Your task: Retype only what runs from the first line of the records to the line with "Target: two-story building", inclusive, and no pictures.

____________

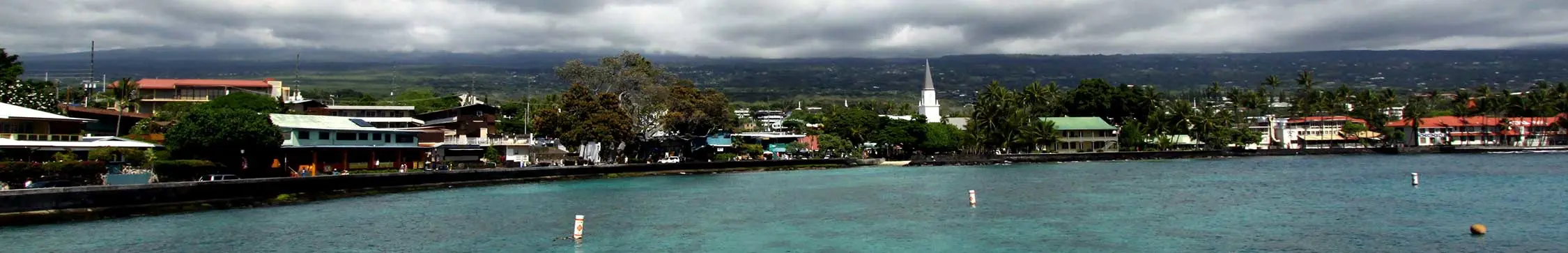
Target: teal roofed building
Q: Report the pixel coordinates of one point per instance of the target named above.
(1084, 134)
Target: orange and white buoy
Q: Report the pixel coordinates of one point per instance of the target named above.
(578, 229)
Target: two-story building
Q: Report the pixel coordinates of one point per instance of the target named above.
(1322, 132)
(466, 131)
(1084, 134)
(316, 144)
(1482, 131)
(29, 134)
(159, 91)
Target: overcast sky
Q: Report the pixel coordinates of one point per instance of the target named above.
(787, 27)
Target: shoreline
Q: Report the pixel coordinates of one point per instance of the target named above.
(998, 159)
(291, 197)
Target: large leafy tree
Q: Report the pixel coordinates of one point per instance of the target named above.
(697, 112)
(126, 95)
(854, 125)
(220, 134)
(36, 95)
(640, 87)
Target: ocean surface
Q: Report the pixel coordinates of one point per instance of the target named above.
(1308, 203)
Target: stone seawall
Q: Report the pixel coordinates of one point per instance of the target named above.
(96, 197)
(987, 159)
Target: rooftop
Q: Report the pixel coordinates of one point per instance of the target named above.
(369, 107)
(15, 112)
(171, 84)
(325, 123)
(1079, 123)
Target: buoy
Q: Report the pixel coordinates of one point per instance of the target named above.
(578, 229)
(971, 199)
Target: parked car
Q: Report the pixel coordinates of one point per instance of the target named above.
(218, 178)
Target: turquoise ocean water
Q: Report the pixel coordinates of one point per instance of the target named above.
(1312, 203)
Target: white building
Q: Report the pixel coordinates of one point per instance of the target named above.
(929, 106)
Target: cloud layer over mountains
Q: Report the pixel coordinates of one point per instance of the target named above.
(787, 29)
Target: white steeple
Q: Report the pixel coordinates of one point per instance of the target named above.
(929, 106)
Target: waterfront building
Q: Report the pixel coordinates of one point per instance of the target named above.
(159, 91)
(1084, 134)
(316, 142)
(1476, 131)
(26, 131)
(104, 120)
(1322, 132)
(466, 131)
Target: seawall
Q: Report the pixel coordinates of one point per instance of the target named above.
(38, 205)
(988, 159)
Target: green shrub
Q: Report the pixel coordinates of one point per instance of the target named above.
(112, 155)
(85, 174)
(184, 170)
(65, 156)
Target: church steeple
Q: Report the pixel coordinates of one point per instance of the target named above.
(929, 106)
(929, 84)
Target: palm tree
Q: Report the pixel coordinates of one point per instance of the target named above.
(124, 96)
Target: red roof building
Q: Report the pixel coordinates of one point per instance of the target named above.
(159, 91)
(1515, 131)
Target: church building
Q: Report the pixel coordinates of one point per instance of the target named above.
(929, 106)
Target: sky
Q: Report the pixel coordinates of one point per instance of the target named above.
(786, 29)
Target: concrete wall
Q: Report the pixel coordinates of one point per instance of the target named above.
(268, 187)
(985, 159)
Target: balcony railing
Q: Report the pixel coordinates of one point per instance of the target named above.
(41, 137)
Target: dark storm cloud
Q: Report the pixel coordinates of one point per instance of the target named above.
(789, 29)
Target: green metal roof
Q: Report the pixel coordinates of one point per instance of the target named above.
(325, 123)
(1079, 123)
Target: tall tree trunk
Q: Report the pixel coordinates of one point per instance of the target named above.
(118, 115)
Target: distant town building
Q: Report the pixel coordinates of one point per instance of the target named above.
(1084, 134)
(159, 91)
(27, 130)
(316, 142)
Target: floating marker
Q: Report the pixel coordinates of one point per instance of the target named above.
(578, 230)
(971, 199)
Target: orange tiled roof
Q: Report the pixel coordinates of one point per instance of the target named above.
(1327, 118)
(171, 84)
(1460, 121)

____________

Task output:
Target: teal roofed building
Q: Report the pixel coordinates of one point per instance of the target named above.
(1084, 134)
Target: orange and white buoy
Q: Report the pixel coordinates of one point per instance of the target named above.
(578, 229)
Target: two-story building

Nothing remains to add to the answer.